> [YOUR GOAL] Set out every line of the listing below as a numbered list, leaving out any blank lines.

════════════════

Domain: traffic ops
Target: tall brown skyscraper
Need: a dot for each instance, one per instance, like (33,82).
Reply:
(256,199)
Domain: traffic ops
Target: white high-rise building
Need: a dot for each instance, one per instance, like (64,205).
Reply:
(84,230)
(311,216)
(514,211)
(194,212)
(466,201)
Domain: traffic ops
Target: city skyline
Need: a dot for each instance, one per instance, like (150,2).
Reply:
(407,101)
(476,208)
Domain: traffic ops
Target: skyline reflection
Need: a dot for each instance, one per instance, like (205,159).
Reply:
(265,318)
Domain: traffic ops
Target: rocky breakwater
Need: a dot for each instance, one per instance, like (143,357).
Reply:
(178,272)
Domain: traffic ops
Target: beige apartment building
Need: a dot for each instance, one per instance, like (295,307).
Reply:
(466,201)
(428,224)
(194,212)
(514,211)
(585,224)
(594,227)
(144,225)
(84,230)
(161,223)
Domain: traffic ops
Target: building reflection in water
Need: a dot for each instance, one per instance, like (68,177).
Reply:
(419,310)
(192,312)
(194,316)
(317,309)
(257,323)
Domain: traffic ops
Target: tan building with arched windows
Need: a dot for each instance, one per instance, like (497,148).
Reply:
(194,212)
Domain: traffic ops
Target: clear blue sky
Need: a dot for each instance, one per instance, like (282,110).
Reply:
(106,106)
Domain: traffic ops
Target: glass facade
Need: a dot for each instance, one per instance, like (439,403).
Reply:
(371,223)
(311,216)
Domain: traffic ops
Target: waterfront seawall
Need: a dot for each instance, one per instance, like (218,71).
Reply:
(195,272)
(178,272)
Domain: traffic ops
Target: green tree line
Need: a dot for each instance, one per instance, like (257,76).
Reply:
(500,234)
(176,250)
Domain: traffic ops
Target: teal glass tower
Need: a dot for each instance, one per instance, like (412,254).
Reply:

════════════════

> [TASK OUTPUT]
1. Domain: traffic ops
2. Target: tall brown skyscraper
3. Need: a dot for each instance, one per instance, like (33,82).
4. Reply:
5. (256,199)
6. Domain: traffic ops
7. Target: white high-rise building
8. Need: a dot for each instance, one per instance, like (64,205).
9. Reply:
10. (84,230)
11. (311,216)
12. (514,211)
13. (194,212)
14. (466,201)
15. Domain: traffic ops
16. Target: city skyline
17. Need: a dot for each instance, one per instance, like (150,2).
18. Reply:
19. (407,101)
20. (476,208)
21. Domain: traffic ops
22. Target: skyline reflection
23. Need: a dot for each instance, one per instance, like (205,159).
24. Reply:
25. (265,318)
26. Domain: traffic ops
27. Target: rocky breakwater
28. Need: a dot for each instance, one per instance, like (143,357).
29. Reply:
30. (178,272)
31. Domain: traffic ops
32. Target: beige apartment building
33. Need: a dot for each instance, one per instance, like (295,307).
34. Reply:
35. (466,201)
36. (428,224)
37. (194,212)
38. (514,211)
39. (585,224)
40. (594,227)
41. (144,225)
42. (84,230)
43. (161,223)
44. Domain: traffic ops
45. Target: building reflection in water
46. Need: a dot for each instance, one per instance, like (68,177).
47. Reply:
48. (419,310)
49. (192,312)
50. (194,316)
51. (317,309)
52. (257,323)
53. Domain: traffic ops
54. Target: tan building with arched windows
55. Need: a dot for each instance, one per instance, like (497,148).
56. Reply:
57. (194,212)
58. Domain: traffic ops
59. Target: clear blue sky
60. Need: a dot for each instance, one per instance, like (282,110).
61. Reply:
62. (106,106)
63. Domain: traffic ops
64. Target: glass facade
65. Need: a dot for each instance, one per instance, like (439,403).
66. Reply:
67. (371,223)
68. (311,216)
69. Domain: traffic ops
70. Target: waterfront seawall
71. Need: a dot for each instance, one per instance, like (218,71).
72. Reply:
73. (195,272)
74. (178,272)
75. Domain: traffic ops
76. Target: green tree line
77. Need: a dot for each instance, one per instance, like (257,76).
78. Reply:
79. (500,234)
80. (176,250)
81. Domain: traffic ops
82. Target: teal glass tower
83. Need: a dot for each instance, one per instance, like (412,254).
84. Reply:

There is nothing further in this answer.